Referring expression grounding data:
--------------------------------------------------

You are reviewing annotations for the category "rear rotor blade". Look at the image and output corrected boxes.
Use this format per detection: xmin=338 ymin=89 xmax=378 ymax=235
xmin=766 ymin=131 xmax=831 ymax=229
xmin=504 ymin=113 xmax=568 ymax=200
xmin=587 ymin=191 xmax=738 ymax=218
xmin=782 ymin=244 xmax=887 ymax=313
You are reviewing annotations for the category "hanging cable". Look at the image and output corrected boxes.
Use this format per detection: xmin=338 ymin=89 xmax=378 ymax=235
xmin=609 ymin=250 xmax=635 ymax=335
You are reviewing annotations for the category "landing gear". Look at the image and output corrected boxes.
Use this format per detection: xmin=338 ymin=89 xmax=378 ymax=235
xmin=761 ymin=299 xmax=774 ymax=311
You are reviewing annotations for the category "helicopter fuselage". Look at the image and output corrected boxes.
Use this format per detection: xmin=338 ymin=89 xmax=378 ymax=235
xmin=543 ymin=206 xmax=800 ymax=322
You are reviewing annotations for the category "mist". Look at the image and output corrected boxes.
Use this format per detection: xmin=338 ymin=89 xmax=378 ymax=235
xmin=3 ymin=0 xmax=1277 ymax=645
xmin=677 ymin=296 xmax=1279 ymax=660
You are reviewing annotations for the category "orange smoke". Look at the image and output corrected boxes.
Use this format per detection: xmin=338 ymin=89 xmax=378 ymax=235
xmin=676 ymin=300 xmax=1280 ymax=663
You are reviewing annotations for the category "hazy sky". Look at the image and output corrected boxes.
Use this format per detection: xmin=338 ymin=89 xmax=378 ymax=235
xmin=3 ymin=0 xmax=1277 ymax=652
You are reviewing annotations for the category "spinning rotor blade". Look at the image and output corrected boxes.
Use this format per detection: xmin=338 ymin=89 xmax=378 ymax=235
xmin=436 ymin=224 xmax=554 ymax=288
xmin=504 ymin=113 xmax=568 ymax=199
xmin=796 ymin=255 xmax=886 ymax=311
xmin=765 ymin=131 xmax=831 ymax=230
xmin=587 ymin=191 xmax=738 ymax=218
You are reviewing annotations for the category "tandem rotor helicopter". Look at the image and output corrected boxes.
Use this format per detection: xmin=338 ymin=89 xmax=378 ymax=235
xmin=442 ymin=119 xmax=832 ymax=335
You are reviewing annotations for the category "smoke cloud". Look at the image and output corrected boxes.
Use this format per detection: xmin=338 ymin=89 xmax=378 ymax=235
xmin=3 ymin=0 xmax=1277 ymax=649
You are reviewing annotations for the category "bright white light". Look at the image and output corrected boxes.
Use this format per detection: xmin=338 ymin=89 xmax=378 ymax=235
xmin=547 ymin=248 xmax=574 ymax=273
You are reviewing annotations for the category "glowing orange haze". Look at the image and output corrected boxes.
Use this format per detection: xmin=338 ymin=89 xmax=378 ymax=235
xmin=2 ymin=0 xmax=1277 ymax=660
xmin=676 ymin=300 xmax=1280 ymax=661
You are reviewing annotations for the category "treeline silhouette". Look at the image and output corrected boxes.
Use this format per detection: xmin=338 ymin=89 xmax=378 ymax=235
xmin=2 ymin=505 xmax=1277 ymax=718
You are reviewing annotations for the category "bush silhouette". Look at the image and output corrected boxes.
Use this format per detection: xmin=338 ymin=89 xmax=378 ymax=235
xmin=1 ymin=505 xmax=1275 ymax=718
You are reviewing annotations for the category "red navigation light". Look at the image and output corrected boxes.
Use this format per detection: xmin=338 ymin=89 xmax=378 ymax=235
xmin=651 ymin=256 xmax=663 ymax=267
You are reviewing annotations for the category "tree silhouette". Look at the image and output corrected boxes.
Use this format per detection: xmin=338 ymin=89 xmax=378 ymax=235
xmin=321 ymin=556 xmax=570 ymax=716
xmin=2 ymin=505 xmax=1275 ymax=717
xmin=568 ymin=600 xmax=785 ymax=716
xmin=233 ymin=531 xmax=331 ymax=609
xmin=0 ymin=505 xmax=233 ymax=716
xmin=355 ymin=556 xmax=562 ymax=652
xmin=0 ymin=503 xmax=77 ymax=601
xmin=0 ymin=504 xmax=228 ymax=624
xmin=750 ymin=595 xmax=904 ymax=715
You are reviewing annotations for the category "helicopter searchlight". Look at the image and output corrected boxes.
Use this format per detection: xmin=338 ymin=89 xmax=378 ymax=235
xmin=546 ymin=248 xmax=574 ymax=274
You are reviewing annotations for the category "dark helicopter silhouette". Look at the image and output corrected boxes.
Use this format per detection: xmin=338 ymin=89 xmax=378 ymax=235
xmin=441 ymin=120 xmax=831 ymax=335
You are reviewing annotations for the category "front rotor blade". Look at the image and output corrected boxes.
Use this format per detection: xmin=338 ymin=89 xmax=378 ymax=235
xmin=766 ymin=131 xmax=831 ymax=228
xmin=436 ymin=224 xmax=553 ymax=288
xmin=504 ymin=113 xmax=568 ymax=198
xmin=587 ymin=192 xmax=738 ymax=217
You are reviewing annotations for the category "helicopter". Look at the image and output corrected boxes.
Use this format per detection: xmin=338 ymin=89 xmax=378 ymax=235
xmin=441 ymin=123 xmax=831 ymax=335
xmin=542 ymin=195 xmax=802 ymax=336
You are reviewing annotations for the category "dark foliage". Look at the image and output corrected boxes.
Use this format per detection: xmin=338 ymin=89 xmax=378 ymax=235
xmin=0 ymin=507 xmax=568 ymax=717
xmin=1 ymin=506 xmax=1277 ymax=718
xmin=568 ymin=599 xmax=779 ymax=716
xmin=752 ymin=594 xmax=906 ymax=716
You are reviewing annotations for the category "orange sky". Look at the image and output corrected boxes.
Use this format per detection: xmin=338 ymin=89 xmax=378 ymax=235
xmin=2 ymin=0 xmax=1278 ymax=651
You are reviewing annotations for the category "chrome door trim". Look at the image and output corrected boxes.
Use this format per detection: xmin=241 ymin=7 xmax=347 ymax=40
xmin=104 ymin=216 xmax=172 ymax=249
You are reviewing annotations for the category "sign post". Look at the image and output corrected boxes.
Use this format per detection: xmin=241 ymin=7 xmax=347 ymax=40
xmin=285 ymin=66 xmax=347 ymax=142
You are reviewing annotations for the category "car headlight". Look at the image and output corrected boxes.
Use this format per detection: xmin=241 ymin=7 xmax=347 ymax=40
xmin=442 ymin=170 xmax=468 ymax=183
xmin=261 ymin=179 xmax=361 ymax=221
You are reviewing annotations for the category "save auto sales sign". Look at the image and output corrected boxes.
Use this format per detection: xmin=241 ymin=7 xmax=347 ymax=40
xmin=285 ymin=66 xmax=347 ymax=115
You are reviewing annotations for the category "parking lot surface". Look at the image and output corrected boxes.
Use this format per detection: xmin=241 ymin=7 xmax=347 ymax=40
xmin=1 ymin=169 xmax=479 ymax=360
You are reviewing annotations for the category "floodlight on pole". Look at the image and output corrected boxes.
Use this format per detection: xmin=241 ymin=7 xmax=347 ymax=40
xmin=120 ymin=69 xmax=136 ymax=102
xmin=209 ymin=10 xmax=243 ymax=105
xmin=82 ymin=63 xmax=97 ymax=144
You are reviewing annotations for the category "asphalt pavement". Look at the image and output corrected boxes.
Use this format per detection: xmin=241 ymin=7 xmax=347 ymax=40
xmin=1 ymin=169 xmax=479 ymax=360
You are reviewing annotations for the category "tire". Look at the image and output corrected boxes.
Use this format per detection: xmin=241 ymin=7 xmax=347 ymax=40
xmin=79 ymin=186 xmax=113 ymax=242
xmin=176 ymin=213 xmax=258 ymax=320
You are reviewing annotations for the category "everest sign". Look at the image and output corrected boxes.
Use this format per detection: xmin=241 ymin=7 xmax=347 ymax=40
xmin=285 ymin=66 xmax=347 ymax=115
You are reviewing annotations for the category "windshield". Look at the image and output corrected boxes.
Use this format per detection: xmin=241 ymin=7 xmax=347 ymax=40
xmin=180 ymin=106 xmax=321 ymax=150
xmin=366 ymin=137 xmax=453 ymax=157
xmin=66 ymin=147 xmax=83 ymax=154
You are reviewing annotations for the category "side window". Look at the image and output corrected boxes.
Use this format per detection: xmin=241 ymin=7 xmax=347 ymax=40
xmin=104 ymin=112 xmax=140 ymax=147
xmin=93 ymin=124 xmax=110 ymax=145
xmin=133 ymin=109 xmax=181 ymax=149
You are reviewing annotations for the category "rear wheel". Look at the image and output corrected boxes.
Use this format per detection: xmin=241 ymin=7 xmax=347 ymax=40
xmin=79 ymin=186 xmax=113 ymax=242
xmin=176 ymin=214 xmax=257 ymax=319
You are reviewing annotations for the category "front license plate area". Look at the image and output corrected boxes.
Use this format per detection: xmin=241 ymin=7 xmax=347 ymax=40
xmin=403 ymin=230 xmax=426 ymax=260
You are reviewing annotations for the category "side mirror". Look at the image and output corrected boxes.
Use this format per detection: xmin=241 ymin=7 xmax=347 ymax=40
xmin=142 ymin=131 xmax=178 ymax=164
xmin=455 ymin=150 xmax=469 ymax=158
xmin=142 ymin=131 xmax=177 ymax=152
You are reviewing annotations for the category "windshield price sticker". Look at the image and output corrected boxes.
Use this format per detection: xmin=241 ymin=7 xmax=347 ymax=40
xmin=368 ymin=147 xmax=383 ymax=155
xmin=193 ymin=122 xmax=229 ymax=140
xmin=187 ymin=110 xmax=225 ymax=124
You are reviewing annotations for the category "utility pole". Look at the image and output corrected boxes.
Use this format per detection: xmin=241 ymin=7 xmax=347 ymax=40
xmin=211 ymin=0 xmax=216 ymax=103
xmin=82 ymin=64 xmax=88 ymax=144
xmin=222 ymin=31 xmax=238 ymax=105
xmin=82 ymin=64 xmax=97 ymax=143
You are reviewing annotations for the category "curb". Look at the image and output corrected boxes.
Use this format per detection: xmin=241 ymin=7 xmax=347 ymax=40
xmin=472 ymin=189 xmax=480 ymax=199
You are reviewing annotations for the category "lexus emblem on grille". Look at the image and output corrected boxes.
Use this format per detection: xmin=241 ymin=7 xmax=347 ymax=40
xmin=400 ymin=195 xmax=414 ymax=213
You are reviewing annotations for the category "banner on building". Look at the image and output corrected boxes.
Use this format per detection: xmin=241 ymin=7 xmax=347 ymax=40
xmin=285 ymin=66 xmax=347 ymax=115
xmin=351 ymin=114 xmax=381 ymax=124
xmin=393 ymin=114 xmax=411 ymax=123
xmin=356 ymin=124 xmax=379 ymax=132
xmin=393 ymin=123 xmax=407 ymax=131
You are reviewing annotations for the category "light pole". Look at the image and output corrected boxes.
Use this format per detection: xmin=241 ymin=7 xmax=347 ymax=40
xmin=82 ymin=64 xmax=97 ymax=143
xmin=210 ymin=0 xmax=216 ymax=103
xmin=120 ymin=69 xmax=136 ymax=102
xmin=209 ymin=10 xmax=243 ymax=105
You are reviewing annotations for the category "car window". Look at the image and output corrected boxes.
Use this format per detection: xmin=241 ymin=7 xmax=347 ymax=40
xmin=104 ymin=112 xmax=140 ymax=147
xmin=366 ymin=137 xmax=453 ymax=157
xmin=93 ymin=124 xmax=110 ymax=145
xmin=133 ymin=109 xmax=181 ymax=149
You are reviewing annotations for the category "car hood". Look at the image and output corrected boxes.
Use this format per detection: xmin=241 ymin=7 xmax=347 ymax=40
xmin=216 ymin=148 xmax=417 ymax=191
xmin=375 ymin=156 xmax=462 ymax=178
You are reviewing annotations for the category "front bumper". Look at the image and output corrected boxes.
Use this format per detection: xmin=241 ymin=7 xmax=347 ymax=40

--------------------------------------------------

• ACTION ITEM: Which lines hold the string "front"? Copy all of them from the data above.

• ANSWER TO THIS EXERCISE:
You are reviewing annotations for the category "front rotor blade". Look at the image and output corrected boxes.
You are reviewing annotations for the category "front license plate area". Look at the image and output corrected boxes.
You are reviewing annotations for the category "front bumper". Look at the image and output corrected boxes.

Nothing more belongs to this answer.